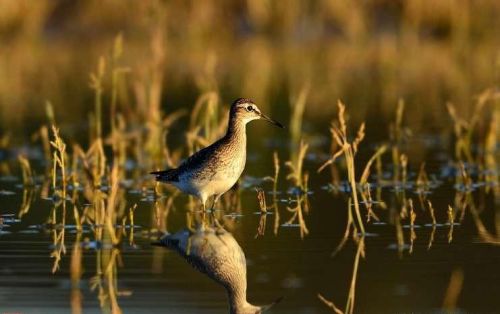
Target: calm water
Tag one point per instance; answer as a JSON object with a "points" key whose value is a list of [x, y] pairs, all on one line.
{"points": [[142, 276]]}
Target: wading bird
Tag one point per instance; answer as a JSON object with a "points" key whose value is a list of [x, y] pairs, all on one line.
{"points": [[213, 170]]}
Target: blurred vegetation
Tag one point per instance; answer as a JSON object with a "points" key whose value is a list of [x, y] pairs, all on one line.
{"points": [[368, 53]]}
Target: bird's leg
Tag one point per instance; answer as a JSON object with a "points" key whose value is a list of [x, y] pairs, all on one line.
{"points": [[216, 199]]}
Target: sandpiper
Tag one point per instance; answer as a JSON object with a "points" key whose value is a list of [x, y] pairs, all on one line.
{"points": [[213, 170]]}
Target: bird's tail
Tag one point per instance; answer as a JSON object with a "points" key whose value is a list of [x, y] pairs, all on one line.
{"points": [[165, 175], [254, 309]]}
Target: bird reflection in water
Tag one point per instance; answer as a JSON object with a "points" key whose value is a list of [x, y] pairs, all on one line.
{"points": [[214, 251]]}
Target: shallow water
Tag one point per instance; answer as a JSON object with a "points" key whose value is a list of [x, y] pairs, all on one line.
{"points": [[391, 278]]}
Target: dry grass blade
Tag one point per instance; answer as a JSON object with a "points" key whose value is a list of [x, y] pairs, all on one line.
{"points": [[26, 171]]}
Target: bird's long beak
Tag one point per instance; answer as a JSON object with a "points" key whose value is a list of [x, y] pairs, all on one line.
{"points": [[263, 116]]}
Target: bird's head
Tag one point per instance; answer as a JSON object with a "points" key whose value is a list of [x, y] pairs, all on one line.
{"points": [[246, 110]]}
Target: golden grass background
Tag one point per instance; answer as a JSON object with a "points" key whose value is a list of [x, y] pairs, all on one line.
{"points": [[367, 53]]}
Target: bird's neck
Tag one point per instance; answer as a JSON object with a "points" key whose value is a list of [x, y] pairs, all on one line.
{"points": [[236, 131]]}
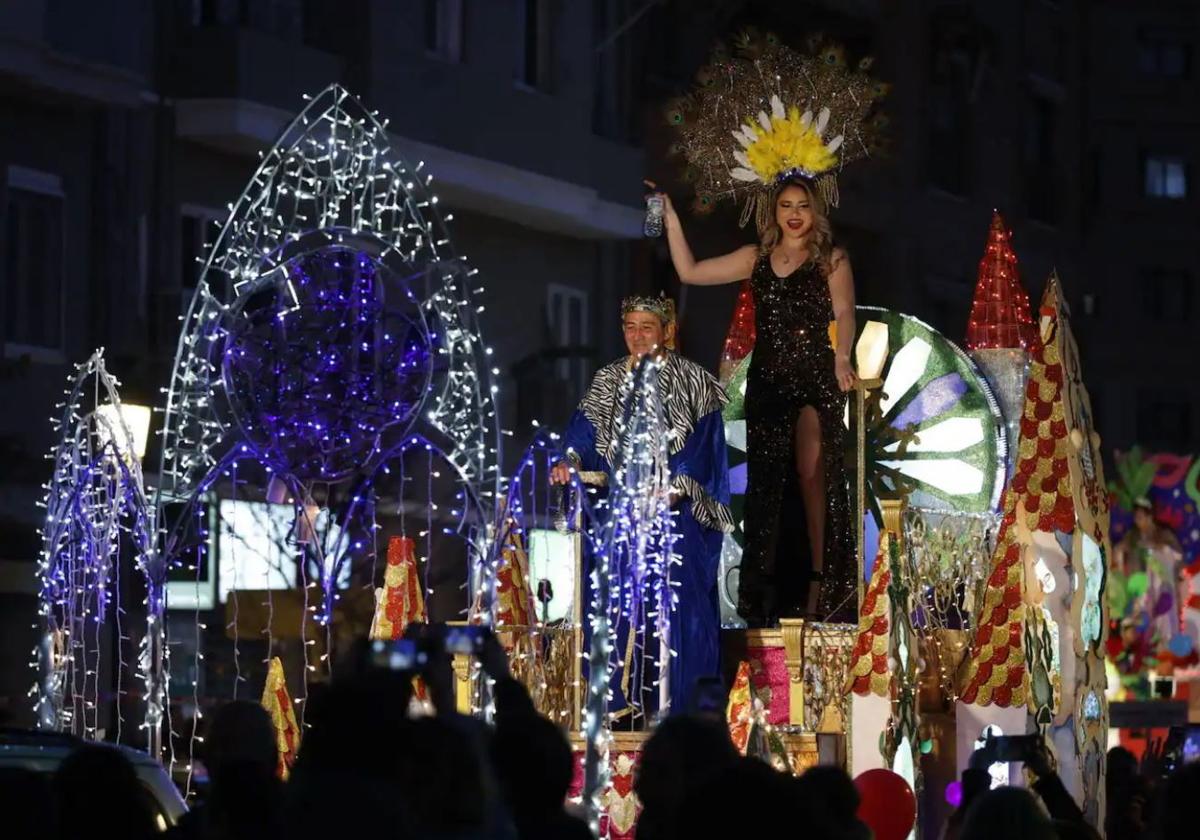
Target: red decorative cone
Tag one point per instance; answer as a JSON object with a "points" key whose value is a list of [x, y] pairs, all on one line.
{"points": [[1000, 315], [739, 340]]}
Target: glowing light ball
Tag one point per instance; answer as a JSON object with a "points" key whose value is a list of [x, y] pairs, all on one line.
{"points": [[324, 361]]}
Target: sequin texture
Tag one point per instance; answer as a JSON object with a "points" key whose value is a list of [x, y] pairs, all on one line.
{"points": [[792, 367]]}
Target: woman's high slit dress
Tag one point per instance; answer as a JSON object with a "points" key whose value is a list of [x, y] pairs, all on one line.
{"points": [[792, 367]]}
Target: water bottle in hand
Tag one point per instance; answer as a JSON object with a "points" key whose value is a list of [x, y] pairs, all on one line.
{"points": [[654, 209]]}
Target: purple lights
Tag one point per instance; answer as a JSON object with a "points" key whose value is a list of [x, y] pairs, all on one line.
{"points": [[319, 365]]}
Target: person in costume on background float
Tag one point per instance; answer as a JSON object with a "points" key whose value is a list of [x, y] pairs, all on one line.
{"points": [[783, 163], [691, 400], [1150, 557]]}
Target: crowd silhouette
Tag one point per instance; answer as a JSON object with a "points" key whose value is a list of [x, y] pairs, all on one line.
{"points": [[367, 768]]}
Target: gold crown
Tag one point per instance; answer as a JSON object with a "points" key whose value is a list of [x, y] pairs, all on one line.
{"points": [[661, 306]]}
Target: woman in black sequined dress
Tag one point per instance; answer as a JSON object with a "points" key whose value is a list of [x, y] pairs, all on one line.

Directions for this task:
Search the listing above for the string "background" and return each line it appears on.

Result for this exercise:
Target: golden grass background
Target: person in costume on background float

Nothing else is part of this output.